-- start of QUOTED PASSAGE --
29 Me. 247 | Me. | 1848
Lead Opinion
The opinion of the Court, (Whitman, C. J. dissenting,) was drawn up by
The case, as presented by the bill of exceptions, does not state the words alleged to have been spoken, the circumstances under which they were spoken, or the instructions to the jury in full. It is not apparent, whether the words were, in themselves actionable or not; but as no question of that kind is presented, the correct inference may be, that they were.
When the words are in themselves actionable, slander consists in communicating to the hearers, that the person, of whom they are spoken, has been guilty of some crime punishable by law. Without such a communication, there can be no slander in contemplation of law. Such a communication may be made by language, which according to its ordinary signification is unsuited to do it. On the contrary, language may be used, which according to its usual signification would do it, and yet no such communication be in fact made. That the circumstances, under which the words were spoken, may be shown by proof, and that the jury may infer from it, that words unsuited to do it, did in fact make such a communication, will not be denied.
-- end of QUOTED PASSAGE --
-- start of INFORMATION SHOWN --
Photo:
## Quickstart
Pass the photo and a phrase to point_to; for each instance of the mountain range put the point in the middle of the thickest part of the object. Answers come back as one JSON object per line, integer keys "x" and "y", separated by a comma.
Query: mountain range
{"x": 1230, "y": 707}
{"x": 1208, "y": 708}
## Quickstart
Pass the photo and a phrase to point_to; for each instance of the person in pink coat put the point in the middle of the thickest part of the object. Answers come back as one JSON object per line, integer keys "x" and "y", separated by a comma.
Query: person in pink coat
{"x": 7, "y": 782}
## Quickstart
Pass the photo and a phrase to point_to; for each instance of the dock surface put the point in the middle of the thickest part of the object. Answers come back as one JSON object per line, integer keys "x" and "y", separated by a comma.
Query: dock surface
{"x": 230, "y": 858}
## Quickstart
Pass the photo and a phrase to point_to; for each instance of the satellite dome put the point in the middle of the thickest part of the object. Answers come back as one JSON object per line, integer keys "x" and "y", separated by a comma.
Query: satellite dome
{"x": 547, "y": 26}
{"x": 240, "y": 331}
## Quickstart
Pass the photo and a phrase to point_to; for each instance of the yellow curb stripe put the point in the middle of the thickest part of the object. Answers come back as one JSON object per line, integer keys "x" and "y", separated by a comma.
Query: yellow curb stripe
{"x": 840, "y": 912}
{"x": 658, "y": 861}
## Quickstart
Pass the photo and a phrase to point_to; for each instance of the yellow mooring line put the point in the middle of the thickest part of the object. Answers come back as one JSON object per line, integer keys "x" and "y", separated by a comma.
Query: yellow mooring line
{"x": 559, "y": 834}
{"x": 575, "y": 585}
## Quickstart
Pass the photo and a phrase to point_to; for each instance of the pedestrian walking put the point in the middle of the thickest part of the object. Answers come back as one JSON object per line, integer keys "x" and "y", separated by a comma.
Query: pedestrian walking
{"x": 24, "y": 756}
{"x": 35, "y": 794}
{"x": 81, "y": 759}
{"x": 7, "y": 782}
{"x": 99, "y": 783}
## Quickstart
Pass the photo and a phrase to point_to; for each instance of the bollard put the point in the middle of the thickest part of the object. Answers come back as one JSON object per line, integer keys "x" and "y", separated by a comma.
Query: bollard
-- end of INFORMATION SHOWN --
### GOAL
From the court opinion on slander, extract word for word the passage starting at "29 Me. 247 |" and stopping after "that they were.".

### RESPONSE FOR THIS EXERCISE
29 Me. 247 | Me. | 1848
Lead Opinion
The opinion of the Court, (Whitman, C. J. dissenting,) was drawn up by
The case, as presented by the bill of exceptions, does not state the words alleged to have been spoken, the circumstances under which they were spoken, or the instructions to the jury in full. It is not apparent, whether the words were, in themselves actionable or not; but as no question of that kind is presented, the correct inference may be, that they were.